Waste paper?
The brave new world. No paper missives. No paper dispositions. No paper standard securities. No paper charge certificates. No paper discharges. No paper land certificates. No paper Form 2s. No paper Form 12s. No paper anything: virtual everything. Virtual missives, virtual survey reports, virtual deeds, virtual forms, virtual settlement, virtual money. Sally Seller’s solicitor, Susie, sits at her screen surveying cyberspace. Barry Buyer’s solicitor, Bertie, sits at his. Also online is a cast of thousands, including Sally’s bank (for discharging the old security), Barry’s bank (for the new secured loan), the Registrar of Companies (for registration of company charges), the Inland Revenue (stamp duty land tax), the local authority (property enquiry certificates, comfort letters and so forth), the Keeper and no doubt the Pope. Sally and Barry themselves will be online too, virtually dating. And the Keeper? Well, in the brave new world the Land Register would be not merely paperless but largely humanless. What Barry Buyer’s solicitor would be communicating with would not be a human being but software.
Automated registration of title to land: ARTL.
Will it happen? If so, will it happen soon? If it is to happen, what might be needed in the way of legislation?
The current plans
At the moment, the pace is being set by the Keeper. Indeed, without fuss, and almost without anyone realising it, the journey to electronic conveyancing has already begun in that titles in the Land Register are already held in electronic form. A land certificate is merely a paper transcript of the electronic title sheet. The next step would build on that by allowing the transfer of electronic titles by electronic means. There would be two main elements in this reform. The first would be that digital deeds could be used instead of paper deeds. The second would be that the registration process itself would become almost humanless – automated – in certain types of case. But this would not happen in all types of case, but only in standard – vanilla flavour – transactions.
Each title sheet in the Register is divided into four parts: (A) Property, (B) Proprietorship, (C) Charges and (D) Burdens. The idea is that transactions involving changes to (A) or (D) would continue to be paper transactions handled by staff, because these are more complex. But of course most transactions involve changes only to (B) and (C), and so the vast bulk of transactions would be handled by the software – ARTL.
ARTL would be based on the principle of “tell me – don’t show me”. (“Me” is the Keeper.) At present, registration is a mix of “show me” and “tell me”. For instance, suppose the seller is the executor of the dead owner. At present, the Keeper will want to see the confirmation (or certificate of confirmation). But for many other things he will usually rely on the say-so of the applicant’s solicitor. It is up to him when to ask for evidence. But under ARTL everything would be “tell me”. Thus if the seller is (or claims to be) the registered owner’s executor, under ARTL the software would simply accept that assertion.
Missives are not the concern of the Keeper. If we are going to have paperless missives, someone else will have to push that forward. But the advent of ARTL would certainly increase the pressure for paperless missives.
Is legislation needed?
Clearly some of these changes need no legislation at all.
Some firms already promote digital communications – with their clients, with other firms of solicitors, surveyors, and so on. As far as pure communication is concerned, the law has never imposed any requirements of form. Some firms already have genuinely paperless files. When paper documents such as physical letters arrive they are scanned, and the paper itself is then binned, unless, of course, it is a formal document. It is likely that paperless files will become more common, and that this will happen not only because of firms’ own wish to boost efficiency but because of pressure from clients, banks, other professionals, who will increasingly expect to be able to communicate in this way.

[Region outline entries]

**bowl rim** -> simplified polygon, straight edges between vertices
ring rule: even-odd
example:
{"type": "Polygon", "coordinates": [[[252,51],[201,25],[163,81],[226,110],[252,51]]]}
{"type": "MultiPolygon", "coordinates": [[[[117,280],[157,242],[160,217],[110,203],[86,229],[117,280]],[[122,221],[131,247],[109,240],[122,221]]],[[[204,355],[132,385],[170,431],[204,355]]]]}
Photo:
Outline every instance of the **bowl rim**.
---
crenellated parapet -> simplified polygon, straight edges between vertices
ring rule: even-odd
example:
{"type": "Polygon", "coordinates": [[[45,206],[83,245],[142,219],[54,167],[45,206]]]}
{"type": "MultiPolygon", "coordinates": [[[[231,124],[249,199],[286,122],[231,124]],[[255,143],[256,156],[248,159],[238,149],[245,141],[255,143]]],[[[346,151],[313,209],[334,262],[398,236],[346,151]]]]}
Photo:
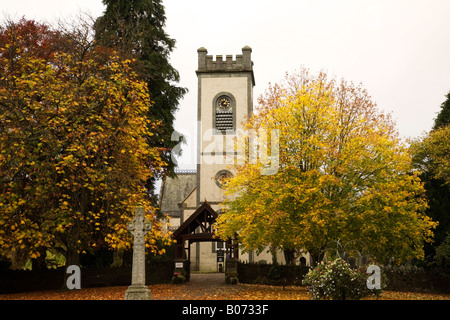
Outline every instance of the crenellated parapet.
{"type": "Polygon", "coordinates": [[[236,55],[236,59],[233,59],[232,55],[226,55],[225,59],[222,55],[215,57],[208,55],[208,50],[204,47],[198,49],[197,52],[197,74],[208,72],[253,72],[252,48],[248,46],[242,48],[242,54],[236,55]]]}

* **PROBLEMS TO WORK ON**:
a. Please retype the piece on paperless conveyancing from "Some firms already promote" to "in this way.".
b. Continue the piece on paperless conveyancing, starting after its last sentence.

* **ANSWERS GIVEN**:
a.
Some firms already promote digital communications – with their clients, with other firms of solicitors, surveyors, and so on. As far as pure communication is concerned, the law has never imposed any requirements of form. Some firms already have genuinely paperless files. When paper documents such as physical letters arrive they are scanned, and the paper itself is then binned, unless, of course, it is a formal document. It is likely that paperless files will become more common, and that this will happen not only because of firms’ own wish to boost efficiency but because of pressure from clients, banks, other professionals, who will increasingly expect to be able to communicate in this way.

b.
But are there barriers which are not just natural conservatism? Yes.
Are dispositions required by law?
There is an argument that dispositions ceased to be necessary as a result of the Land Registration (Scotland) Act 1979, which says that the Keeper will register a title on production of such evidence as he regards as satisfactory. If that is right, simple email consent (no doubt protected by a digital signature) is all that is needed anyway. No legislation would be required. Moreover, since the logic of the Land Register is that title flows from the Register itself, once Barry Buyer is registered as owner, he is owner, and whether there was a disposition or not becomes irrelevant. Indeed, already some solicitors simply bin the disposition once the title has been registered.
The issues here are tricky, and more than one view of the law can be taken. But the cautious view is that matters are not so simple. The Requirements of Writing (Scotland) Act 1995 – which is later than the 1979 Act – says that writing is required for the transfer of land. And when it says “writing” it is fairly clear that what it contemplates is physical writing, whether on paper, parchment or the backside of a cow, and not digital writing. The result is that if the Keeper were to register Barry Buyer as owner without there being a physical disposition, the result could be that the Register would be inaccurate. (There is a view that even if that is so, it would not matter, because Sally Seller could not object. At this point the debate gets really complex.) Similar considerations apply to standard securities and other deeds that conveyancers know and love.
Authorised by section 8 order?
The Electronic Communications Act 2000, section 8 states that primary legislation can be amended by statutory instruments made under the Act for the purpose of promoting electronic commerce. The wording of section 8 is rather odd in many ways. But it is broad enough to allow a section 8 order to be made amending the 1995 Act so as to permit dispositions (and other deeds affecting title to land) to be digital rather than physical in form. This is significant, because it is obviously much easier and quicker to pass a statutory instrument than primary legislation.
No deeds at all?
Many take the view that deeds themselves should be got rid of, and that digital deeds are merely a half-measure, a mere relic of a physical system that the digital revolution is supposed to supersede. No half-measures: one should go all the way, and embrace the logic of the digital revolution.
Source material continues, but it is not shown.